What the task requires: A bare number is the only acceptable answer: how many lines of these entries include "mask"?

Recorded information:
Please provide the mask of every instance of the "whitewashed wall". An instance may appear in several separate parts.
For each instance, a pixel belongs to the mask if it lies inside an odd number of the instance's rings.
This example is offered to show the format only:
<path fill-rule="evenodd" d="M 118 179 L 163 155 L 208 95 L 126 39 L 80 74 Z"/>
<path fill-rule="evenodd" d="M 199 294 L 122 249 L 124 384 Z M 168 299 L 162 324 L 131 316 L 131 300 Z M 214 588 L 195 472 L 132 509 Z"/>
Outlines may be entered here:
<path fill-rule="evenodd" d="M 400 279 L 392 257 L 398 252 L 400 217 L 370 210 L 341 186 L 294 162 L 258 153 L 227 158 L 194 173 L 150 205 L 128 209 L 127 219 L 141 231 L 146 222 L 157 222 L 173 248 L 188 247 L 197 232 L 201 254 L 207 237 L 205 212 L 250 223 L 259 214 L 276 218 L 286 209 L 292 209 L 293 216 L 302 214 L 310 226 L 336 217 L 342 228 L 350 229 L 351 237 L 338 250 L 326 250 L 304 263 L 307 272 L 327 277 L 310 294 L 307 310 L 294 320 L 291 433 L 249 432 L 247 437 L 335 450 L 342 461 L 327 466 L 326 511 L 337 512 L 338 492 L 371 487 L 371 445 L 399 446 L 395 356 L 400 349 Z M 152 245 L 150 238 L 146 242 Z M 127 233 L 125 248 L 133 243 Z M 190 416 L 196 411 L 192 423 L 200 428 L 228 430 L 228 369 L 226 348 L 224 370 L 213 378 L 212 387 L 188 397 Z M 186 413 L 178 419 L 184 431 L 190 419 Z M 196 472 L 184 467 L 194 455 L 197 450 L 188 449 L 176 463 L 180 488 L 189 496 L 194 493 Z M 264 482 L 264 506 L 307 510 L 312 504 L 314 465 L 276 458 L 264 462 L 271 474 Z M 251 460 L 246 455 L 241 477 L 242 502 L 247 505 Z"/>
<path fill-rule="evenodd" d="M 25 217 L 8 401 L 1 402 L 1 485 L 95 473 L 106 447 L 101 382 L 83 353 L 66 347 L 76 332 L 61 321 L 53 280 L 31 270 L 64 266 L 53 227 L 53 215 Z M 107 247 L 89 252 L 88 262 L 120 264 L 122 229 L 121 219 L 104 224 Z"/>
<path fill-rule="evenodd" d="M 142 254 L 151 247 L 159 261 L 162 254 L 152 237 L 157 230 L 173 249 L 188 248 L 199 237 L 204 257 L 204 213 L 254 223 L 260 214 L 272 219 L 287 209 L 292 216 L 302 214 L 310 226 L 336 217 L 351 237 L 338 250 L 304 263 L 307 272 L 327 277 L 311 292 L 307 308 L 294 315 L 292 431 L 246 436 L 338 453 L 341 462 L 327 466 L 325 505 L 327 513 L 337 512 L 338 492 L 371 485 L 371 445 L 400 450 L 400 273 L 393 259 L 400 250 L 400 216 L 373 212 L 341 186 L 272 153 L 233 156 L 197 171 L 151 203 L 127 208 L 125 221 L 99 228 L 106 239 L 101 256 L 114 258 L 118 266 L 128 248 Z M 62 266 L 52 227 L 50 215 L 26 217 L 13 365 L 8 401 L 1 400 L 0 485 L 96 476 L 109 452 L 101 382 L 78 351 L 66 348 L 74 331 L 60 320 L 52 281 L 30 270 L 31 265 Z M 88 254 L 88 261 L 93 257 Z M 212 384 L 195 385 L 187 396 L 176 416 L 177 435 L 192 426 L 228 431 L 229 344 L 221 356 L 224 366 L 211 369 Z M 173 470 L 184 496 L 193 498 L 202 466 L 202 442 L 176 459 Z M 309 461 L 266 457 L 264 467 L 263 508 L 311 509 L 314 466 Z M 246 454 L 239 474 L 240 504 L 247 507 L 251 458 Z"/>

Problem solution: 2